Point labeling examples:
══════════
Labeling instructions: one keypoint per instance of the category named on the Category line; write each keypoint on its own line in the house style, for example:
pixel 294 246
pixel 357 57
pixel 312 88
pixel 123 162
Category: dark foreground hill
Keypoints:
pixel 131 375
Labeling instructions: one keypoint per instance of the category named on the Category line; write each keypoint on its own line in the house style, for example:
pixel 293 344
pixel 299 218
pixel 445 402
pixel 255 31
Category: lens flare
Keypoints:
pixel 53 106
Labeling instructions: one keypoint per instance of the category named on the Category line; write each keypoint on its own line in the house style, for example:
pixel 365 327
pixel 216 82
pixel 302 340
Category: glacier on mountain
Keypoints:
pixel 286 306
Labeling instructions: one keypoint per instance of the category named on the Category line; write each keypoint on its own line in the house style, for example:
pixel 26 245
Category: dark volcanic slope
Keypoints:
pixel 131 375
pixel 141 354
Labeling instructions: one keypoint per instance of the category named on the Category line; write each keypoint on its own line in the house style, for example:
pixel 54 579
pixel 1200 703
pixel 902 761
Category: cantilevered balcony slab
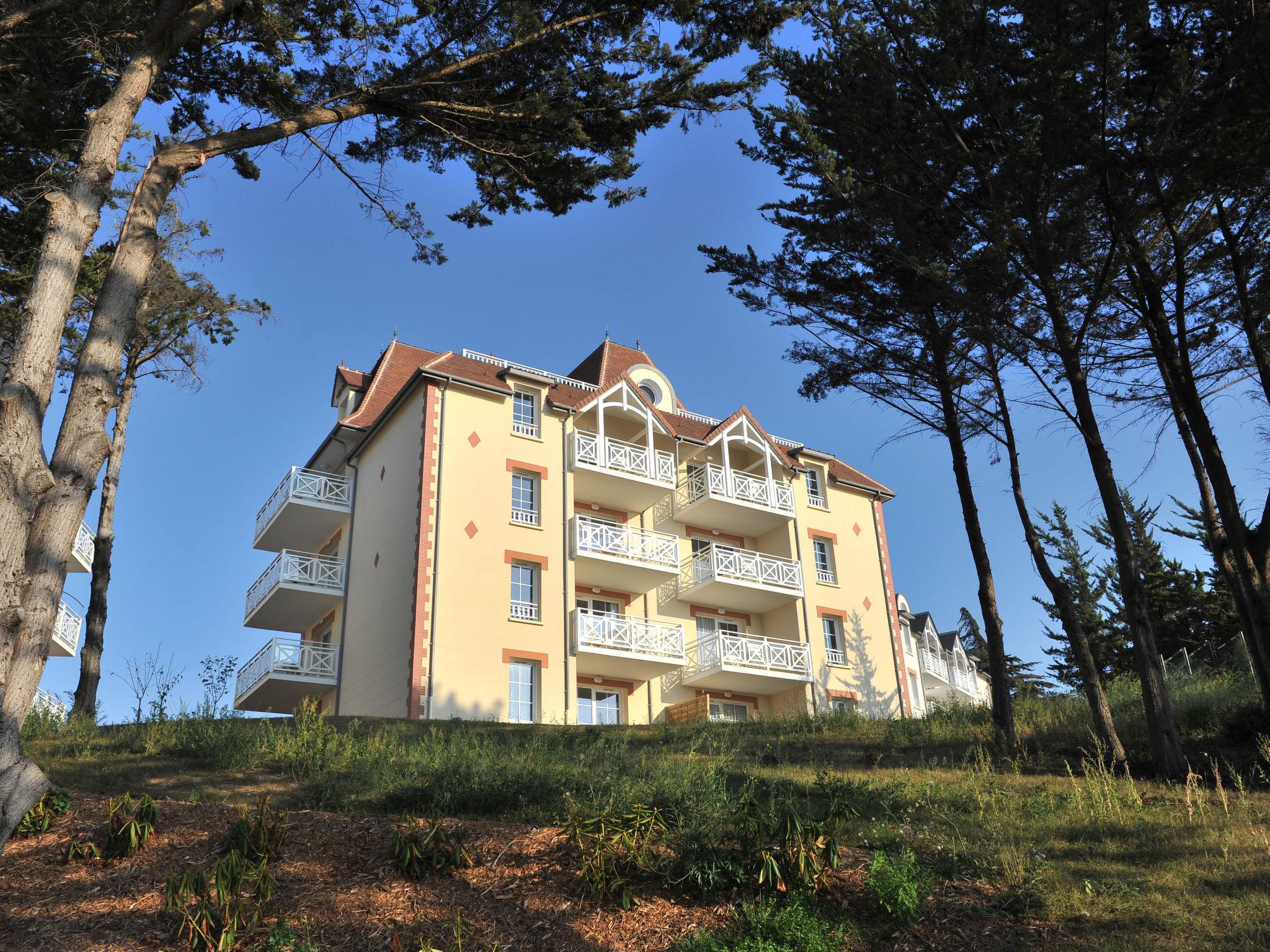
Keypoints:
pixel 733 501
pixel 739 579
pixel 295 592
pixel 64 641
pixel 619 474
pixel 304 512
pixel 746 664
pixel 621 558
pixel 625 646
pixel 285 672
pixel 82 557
══════════
## Your objective
Set out every line of the records above as one numbered list, skipping any blank lines. Leave the pictures out.

## Answer in full
1. Labeling instructions: one keypoint per instance of the category named on the Category line; write each keypoint on its own line in the house style, for example:
2. pixel 294 246
3. pixel 357 57
4. pixel 312 88
5. pixel 123 162
6. Category: dark foreground hill
7. Keypoints:
8. pixel 131 375
9. Labeling instructions: one keypoint per instance of the category named on the Category line; write each keypoint on its own line in the house style, for example:
10. pixel 293 344
11. pixel 299 218
12. pixel 445 402
13. pixel 255 31
14. Category: lens flare
15. Keypoints:
16. pixel 53 106
17. Labeling instructions: one keypoint per instance of the category named on the Category line; write each keypoint on its own line in the house style, for example:
18. pixel 365 327
19. pixel 216 82
20. pixel 302 340
21. Category: glacier on mountain
22. Keypoints:
23. pixel 286 306
24. Labeling instructions: one keypoint per instance of the category named on the Category line; write each keypoint on its own line in the house style, for example:
25. pixel 26 245
26. Category: dark volcanic slope
27. Keypoints:
28. pixel 131 375
29. pixel 141 354
30. Labeling instructions: one keypoint per instance of the category named on the Category line; write each keypoint on its own line in the house style, for example:
31. pixel 54 579
32. pixel 1200 703
33. pixel 902 761
34. Category: cantilevered balcony slab
35. Keypoints:
36. pixel 733 501
37. pixel 739 579
38. pixel 295 592
39. pixel 64 641
40. pixel 619 474
41. pixel 304 512
42. pixel 746 664
43. pixel 621 558
44. pixel 625 646
45. pixel 285 672
46. pixel 82 557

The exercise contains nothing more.